Enunciado 1: Edite o trecho do texto sobre bioenergia da cana-de-açúcar que começa nas palavras que contêm "As fontes de energia existentes" e termina em "cana-de-açúcar (Tabela 1)1.", trocando "matriz energética brasileira" por "matriz energética nacional".

Texto fornecido:
Geração de Bioenergia de Biomassa da Cana-de-açúcar nas Usinas Signatárias ao Protocolo Agroambiental Paulista, Safra 2015/2016

O setor elétrico brasileiro é abastecido preponderantemente pela hidroeletricidade que, segundo a Agência Nacional de Energia Elétrica (ANEEL), responde por 61,21% de seu consumo (Tabela 1). No entanto, esta dependência é cada vez mais preocupante em razão da modificação que vem ocorrendo no regime de chuvas, haja vista, o ano de 2014. Ao mesmo tempo, há também a irregularidade das chuvas, concentradas no verão e no início do outono, entre os meses de dezembro e abril, o que leva à necessidade de se buscar outras fontes de energia, lembrando ainda que a construção de barragens com grandes reservatórios passa por restrições impostas pela legislação ambiental.

As fontes de energia existentes de origem biomassa, como: agroindustriais, biocombustíveis líquidos, floresta, resíduos animais e resíduos sólidos urbanos, representam 8,9% do total da matriz energética brasileira, dos quais 76,8% são provenientes do bagaço da cana-de-açúcar (Tabela 1)1.

O bagaço, resíduo da produção de açúcar e etanol, é uma das importantes fontes de energia renovável das unidades industriais de cana-de-açúcar, sendo utilizado na produção de energia elétrica denominada bioeletricidade, em que parte é utilizada para o atendimento da própria unidade industrial e o excedente exportado para a rede de distribuição. Na safra 2015/16, a produção desse resíduo foi de 166,40 milhões de toneladas no País. O Estado de São Paulo respondeu por 55,2% dessa produção (Tabela 2)2

A bioeletricidade está em consonância com a agenda mundial, o Brasil estabeleceu como meta na COP-21, a intenção de alcançar o índice de 18% de biocombustíveis sustentáveis (etanol e biodiesel) e aumentar de 10% para 23% a participação de energias renováveis (solar, eólica e biomassa) na matriz energética em 20303. Os dados apresentados no último Plano Decenal de Expansão de Energia (PDE 2024) apontam que o potencial técnico de geração anual para a rede pela biomassa da cana-de-açúcar pode alcançar quase duas usinas do porte de Itaipu, gerando 165 TWh/ano até 20244.

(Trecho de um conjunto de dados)

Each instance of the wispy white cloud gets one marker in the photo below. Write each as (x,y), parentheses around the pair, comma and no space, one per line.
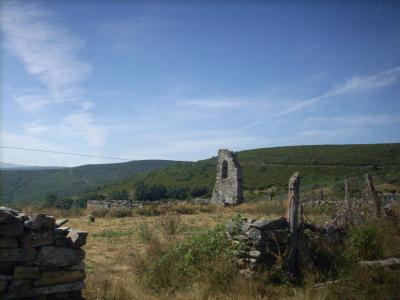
(49,53)
(212,103)
(358,120)
(83,124)
(35,127)
(354,84)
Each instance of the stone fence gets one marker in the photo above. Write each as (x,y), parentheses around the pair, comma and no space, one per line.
(39,259)
(262,242)
(116,204)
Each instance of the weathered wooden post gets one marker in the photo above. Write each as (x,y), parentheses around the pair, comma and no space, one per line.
(293,219)
(293,203)
(374,194)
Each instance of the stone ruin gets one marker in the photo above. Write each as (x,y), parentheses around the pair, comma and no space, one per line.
(262,242)
(228,189)
(107,204)
(40,259)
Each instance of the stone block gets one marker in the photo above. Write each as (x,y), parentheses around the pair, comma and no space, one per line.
(37,239)
(61,222)
(8,243)
(57,256)
(26,272)
(228,188)
(7,217)
(48,222)
(255,253)
(11,230)
(47,290)
(17,255)
(7,268)
(30,225)
(58,277)
(280,223)
(3,285)
(78,267)
(76,239)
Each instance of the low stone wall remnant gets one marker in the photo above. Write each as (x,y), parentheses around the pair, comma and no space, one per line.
(261,242)
(39,258)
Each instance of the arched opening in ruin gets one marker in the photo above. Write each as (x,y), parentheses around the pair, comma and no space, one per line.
(224,169)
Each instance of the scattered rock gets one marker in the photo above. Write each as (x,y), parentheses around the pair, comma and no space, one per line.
(57,277)
(12,230)
(37,239)
(61,222)
(30,225)
(35,260)
(26,272)
(8,243)
(7,217)
(17,255)
(57,256)
(48,222)
(3,285)
(248,273)
(76,239)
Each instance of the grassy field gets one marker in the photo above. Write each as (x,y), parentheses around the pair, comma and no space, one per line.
(122,246)
(267,169)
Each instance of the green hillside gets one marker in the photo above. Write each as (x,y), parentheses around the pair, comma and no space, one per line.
(30,185)
(320,167)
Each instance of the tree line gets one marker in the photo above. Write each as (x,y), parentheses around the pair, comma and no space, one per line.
(141,192)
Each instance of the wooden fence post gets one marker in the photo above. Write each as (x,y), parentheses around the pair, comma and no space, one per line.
(293,219)
(293,203)
(374,194)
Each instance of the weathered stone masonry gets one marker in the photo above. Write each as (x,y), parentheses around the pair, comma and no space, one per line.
(228,189)
(39,259)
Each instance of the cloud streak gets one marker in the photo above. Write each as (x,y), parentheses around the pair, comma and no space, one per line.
(212,103)
(354,84)
(49,53)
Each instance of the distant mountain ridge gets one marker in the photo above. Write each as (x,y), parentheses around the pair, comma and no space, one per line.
(11,166)
(36,184)
(320,166)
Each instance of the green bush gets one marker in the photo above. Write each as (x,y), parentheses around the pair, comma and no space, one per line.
(144,232)
(364,242)
(148,211)
(207,257)
(170,223)
(119,213)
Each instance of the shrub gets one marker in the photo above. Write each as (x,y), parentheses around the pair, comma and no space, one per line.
(148,211)
(207,257)
(185,209)
(119,213)
(145,234)
(364,242)
(170,223)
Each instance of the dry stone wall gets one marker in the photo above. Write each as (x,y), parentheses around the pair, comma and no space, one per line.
(261,242)
(228,189)
(40,258)
(106,204)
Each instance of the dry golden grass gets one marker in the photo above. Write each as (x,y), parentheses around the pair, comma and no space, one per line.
(115,247)
(114,244)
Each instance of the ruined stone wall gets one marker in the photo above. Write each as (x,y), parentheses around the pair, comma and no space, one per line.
(39,259)
(262,242)
(106,204)
(228,187)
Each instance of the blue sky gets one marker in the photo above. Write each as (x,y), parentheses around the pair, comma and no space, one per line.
(180,79)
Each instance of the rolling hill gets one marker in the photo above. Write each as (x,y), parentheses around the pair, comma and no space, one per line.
(320,166)
(32,185)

Enunciado 2: Reúna todas as linhas dos registros que contêm a palavra "cloud", distinguindo maiúsculas de minúsculas.

Resposta esperada 1:
As fontes de energia existentes de origem biomassa, como: agroindustriais, biocombustíveis líquidos, floresta, resíduos animais e resíduos sólidos urbanos, representam 8,9% do total da matriz energética nacional, dos quais 76,8% são provenientes do bagaço da cana-de-açúcar (Tabela 1)1.

Resposta esperada 2:
Each instance of the wispy white cloud gets one marker in the photo below. Write each as (x,y), parentheses around the pair, comma and no space, one per line.
Each instance of the cloud streak gets one marker in the photo above. Write each as (x,y), parentheses around the pair, comma and no space, one per line.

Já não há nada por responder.